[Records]
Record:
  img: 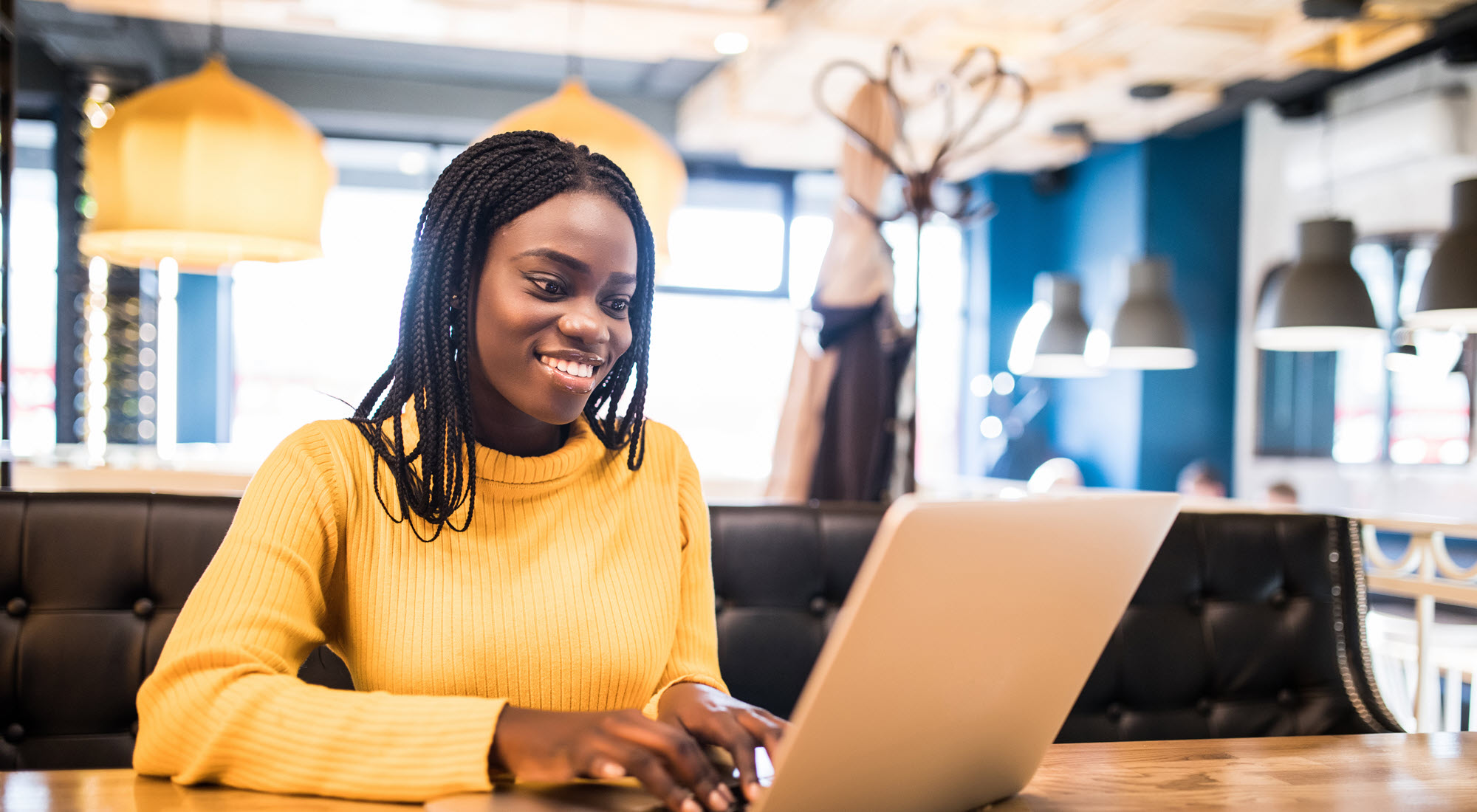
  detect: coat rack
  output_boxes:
[812,44,1031,493]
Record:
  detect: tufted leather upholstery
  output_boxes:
[0,492,352,769]
[709,502,882,716]
[712,505,1400,741]
[0,492,1399,769]
[1058,512,1400,741]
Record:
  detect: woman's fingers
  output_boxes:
[606,713,734,812]
[715,726,761,802]
[736,707,789,753]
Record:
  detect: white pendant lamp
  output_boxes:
[1007,273,1103,378]
[1254,220,1385,353]
[78,56,334,270]
[482,77,687,272]
[1087,257,1195,369]
[1406,177,1477,332]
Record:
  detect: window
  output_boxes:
[9,120,58,456]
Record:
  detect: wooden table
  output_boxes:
[0,732,1477,812]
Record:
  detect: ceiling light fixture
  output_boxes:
[713,31,749,56]
[1007,273,1103,378]
[1406,177,1477,332]
[78,53,334,270]
[1087,257,1196,369]
[490,77,687,273]
[490,0,687,272]
[1254,220,1385,351]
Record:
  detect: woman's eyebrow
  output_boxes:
[513,248,637,285]
[513,248,589,273]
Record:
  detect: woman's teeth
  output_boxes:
[539,356,595,378]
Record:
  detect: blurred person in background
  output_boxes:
[1266,483,1297,508]
[1176,459,1226,499]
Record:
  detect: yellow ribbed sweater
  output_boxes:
[133,418,725,800]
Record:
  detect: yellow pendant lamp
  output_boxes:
[80,56,335,270]
[482,77,687,273]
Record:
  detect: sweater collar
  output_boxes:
[385,400,610,484]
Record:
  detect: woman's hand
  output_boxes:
[657,682,790,802]
[487,706,738,812]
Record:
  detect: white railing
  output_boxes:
[1362,518,1477,732]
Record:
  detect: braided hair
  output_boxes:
[349,130,656,542]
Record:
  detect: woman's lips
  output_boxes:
[538,356,600,394]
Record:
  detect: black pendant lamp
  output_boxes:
[1254,220,1385,353]
[1406,177,1477,332]
[1087,257,1195,369]
[1009,273,1103,378]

(What is needed): Copy every one of the records above line for line, without changing anything, and leave the pictures out.

(Exercise solution):
Record:
  img: 
  detect: coat rack
  output_boxes:
[812,44,1031,493]
Record:
  detect: tufted leather upholstery
  output_boxes:
[0,492,352,769]
[709,502,882,716]
[712,505,1400,741]
[0,492,1399,769]
[1058,512,1400,741]
Record:
  detect: woman's fingers
  output_boxes:
[606,713,734,812]
[715,726,761,802]
[736,707,789,753]
Record:
  detect: white pendant lamp
  output_boxes:
[1007,273,1103,378]
[1254,220,1385,353]
[78,56,334,270]
[482,77,687,272]
[1087,257,1195,369]
[1406,177,1477,332]
Record:
  detect: window
  output_boxes:
[9,120,58,456]
Record:
  detect: wooden table
  output_boxes:
[0,732,1477,812]
Record:
  detect: ceiling light fixture
  output_boxes:
[713,31,749,56]
[1007,273,1103,378]
[1406,177,1477,332]
[78,53,334,270]
[1087,257,1196,369]
[490,77,687,273]
[490,0,687,272]
[1254,220,1385,351]
Record:
  detect: woman's eyebrow
  output_boxes:
[513,248,637,285]
[513,248,589,273]
Record:
  detect: woman's teeth
  output_boxes:
[539,356,595,378]
Record:
  detect: blurred person in background
  output_boxes:
[1266,483,1297,508]
[1176,459,1226,499]
Record:
  detect: yellow ribbed sweater
  output_boxes:
[133,418,725,800]
Record:
  detect: yellow pendant lamp
  output_boxes:
[80,56,335,270]
[482,77,687,273]
Record:
  detect: sweater collar
  output_boxes:
[385,400,610,484]
Record:
  detect: woman's hand
  output_boxes:
[657,682,790,802]
[487,706,738,812]
Record:
  detect: white railing
  output_boxes:
[1362,518,1477,732]
Record:
  detect: braided hair
  output_boxes:
[349,130,656,542]
Record:
  detect: woman's lips
  output_boxes:
[538,356,600,394]
Record:
  detect: black pendant lamp
  output_boxes:
[1254,220,1385,353]
[1406,177,1477,332]
[1087,257,1195,369]
[1009,273,1103,378]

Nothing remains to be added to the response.